Archive for September, 2008

Naked short selling banned on ASX

Monday, September 22nd, 2008

19-September-08 by AAP

Naked short selling will be banned on the Australian stock exchange next week to help curb excessive market volatility.

Short selling, where traders seek to profit by selling borrowed shares of companies to then buy them back, in the anticipation their prices will drop, has been partly blamed for the sharp falls of stocks such as Macquarie Group Ltd in recent days.

A form of the practice, known as naked short selling, involves selling without first borrowing the stock, or even ensuring they can be borrowed.

The Australian Securities Exchange (ASX) said today it would remove all securities from its list of stocks approved for naked short selling from Monday.

“The removal will remain in force until further notice,” the ASX statement said.

“It will be reviewed when the government’s foreshadowed legislative amendments to the reporting of covered short selling activity take effect.”

Treasurer Wayne Swan and Corporate Law Minister Nick Sherry welcomed the move.

“Australia has a world-class regulatory system and this action today will help ensure ongoing confidence in the operation of Australia’s financial markets,” Mr Swan said in a statement.

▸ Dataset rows
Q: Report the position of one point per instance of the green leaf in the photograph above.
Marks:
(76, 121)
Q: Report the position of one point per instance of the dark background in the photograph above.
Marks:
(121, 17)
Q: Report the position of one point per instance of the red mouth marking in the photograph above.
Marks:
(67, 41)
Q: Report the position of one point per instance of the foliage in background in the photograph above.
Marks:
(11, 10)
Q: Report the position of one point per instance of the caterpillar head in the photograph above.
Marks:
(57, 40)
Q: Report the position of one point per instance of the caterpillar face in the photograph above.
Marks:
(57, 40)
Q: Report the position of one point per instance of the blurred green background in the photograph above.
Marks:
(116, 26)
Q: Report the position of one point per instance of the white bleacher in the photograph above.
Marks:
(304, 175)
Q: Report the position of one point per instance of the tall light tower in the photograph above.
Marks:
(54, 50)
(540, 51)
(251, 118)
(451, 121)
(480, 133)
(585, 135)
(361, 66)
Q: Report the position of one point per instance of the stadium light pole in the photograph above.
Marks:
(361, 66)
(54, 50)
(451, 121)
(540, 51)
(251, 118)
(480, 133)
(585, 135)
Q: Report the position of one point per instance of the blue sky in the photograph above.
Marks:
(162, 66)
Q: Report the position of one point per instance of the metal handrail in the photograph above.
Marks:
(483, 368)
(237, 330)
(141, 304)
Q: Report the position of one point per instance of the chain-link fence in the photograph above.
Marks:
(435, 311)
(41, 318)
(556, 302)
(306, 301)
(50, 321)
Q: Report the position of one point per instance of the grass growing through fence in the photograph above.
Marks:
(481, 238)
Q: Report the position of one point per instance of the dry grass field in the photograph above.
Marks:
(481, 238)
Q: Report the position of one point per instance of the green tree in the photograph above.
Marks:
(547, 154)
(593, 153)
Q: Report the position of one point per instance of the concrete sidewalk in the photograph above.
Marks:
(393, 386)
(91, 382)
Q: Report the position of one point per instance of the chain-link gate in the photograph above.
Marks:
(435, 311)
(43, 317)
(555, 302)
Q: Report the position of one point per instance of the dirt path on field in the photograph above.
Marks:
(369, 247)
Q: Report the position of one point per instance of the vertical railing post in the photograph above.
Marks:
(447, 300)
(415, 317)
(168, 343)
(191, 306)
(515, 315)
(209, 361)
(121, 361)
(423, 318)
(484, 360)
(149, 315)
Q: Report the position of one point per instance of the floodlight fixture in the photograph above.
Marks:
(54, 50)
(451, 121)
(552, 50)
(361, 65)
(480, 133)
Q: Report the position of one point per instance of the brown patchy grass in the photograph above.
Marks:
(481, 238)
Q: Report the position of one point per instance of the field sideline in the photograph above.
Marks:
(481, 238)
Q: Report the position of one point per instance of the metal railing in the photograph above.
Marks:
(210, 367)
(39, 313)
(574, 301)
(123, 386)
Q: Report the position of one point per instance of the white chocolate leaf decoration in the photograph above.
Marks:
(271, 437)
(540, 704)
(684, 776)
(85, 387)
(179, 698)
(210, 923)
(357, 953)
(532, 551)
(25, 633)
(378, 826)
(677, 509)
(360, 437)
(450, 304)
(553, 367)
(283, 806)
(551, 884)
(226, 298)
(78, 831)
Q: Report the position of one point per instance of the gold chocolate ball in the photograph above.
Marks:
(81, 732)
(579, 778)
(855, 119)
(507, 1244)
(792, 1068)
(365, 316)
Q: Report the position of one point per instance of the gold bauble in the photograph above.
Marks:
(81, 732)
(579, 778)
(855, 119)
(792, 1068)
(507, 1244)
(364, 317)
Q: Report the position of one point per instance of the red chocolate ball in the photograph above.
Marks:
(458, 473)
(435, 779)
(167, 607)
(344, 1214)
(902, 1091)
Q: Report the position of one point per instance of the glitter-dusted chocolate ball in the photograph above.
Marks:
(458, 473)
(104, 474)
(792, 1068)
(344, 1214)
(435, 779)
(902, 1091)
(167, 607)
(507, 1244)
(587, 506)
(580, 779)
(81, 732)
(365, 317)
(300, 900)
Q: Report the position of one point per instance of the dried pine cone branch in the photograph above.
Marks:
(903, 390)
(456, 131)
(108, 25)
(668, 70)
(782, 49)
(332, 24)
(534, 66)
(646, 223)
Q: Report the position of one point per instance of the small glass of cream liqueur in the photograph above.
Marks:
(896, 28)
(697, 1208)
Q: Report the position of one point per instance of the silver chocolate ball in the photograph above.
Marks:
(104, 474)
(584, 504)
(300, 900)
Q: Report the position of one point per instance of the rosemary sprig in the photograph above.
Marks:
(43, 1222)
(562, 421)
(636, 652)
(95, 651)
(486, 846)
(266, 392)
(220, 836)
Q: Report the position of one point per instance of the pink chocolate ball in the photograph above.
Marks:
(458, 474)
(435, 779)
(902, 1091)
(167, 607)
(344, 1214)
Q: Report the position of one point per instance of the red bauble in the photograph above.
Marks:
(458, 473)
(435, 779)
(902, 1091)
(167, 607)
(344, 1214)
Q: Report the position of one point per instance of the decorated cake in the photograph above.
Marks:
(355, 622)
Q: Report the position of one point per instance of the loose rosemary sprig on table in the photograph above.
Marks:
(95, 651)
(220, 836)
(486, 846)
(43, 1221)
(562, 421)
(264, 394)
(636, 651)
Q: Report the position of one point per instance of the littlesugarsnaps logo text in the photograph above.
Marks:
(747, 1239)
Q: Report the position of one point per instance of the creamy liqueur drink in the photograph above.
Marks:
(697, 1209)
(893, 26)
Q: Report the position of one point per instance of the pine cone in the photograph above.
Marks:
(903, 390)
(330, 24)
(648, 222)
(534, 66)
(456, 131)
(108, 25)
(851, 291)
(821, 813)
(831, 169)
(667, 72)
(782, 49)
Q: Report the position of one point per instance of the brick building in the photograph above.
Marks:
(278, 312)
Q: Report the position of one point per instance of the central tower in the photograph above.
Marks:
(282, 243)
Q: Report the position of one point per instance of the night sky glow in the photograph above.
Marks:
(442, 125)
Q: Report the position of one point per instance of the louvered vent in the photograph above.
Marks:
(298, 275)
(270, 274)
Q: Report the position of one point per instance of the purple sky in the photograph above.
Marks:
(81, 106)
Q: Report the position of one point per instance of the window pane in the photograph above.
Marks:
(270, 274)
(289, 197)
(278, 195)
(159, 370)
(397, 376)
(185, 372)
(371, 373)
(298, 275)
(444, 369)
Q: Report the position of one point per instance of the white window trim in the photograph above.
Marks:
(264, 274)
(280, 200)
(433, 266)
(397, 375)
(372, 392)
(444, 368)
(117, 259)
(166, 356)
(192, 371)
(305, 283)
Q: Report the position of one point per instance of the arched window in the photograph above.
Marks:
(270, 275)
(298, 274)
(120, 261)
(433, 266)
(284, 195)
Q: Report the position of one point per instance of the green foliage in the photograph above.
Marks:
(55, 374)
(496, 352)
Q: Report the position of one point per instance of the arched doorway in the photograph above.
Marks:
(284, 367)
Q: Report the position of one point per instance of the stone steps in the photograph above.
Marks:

▸ REQUIREMENT 1
Based on the short-selling article, decide whether each statement is correct, answering yes or no and quoting the words that settle it: (a) The ASX planned to take all securities off its approved list for naked short selling from Monday. (b) Naked short selling means borrowing the stock before selling it. (c) The ASX set a fixed end date for the removal.
▸ REQUIREMENT 2
Reproduce word for word the portion of the short-selling article between "Archive for September, 2008" and "in recent days.", inclusive.
▸ REQUIREMENT 3
Resume the short-selling article after its final sentence.

▸ EXPECTED OUTPUT 1
(a) Yes: "it would remove all securities from its list of stocks approved for naked short selling from Monday."
(b) No: "involves selling without first borrowing the stock, or even ensuring they can be borrowed."
(c) No: "The removal will remain in force until further notice,"

▸ EXPECTED OUTPUT 2
Archive for September, 2008

Naked short selling banned on ASX

Monday, September 22nd, 2008

19-September-08 by AAP

Naked short selling will be banned on the Australian stock exchange next week to help curb excessive market volatility.

Short selling, where traders seek to profit by selling borrowed shares of companies to then buy them back, in the anticipation their prices will drop, has been partly blamed for the sharp falls of stocks such as Macquarie Group Ltd in recent days.

▸ EXPECTED OUTPUT 3
“This action shows that our regulatory system is working well in responding to challenging global circumstances.”

Senator Sherry said he was concerned by attempts to manipulate markets through the use of short-selling.

“As previously announced, the government will be introducing legislation to strengthen disclosure of covered short-selling into the parliament very shortly,” he said.

The US Securities and Exchange Commission (SEC) said overnight it was considering temporarily banning naked short selling there.

Earlier today, Australian Securities and Investment Commission (ASIC) deputy chairman Jeremy Cooper told a House of Representatives economics committee hearing in Sydney investors could only make naked short sales if they were on “an approved list maintained by the ASX”.

“The government’s indicated that it’s considering new disclosure obligation regarding covered short selling.”

Mr Cooper said ASIC would provide whatever advice the government needed in considering new regulations.

When asked whether existing rules were adequate, Mr Cooper declined to comment as it was a policy question.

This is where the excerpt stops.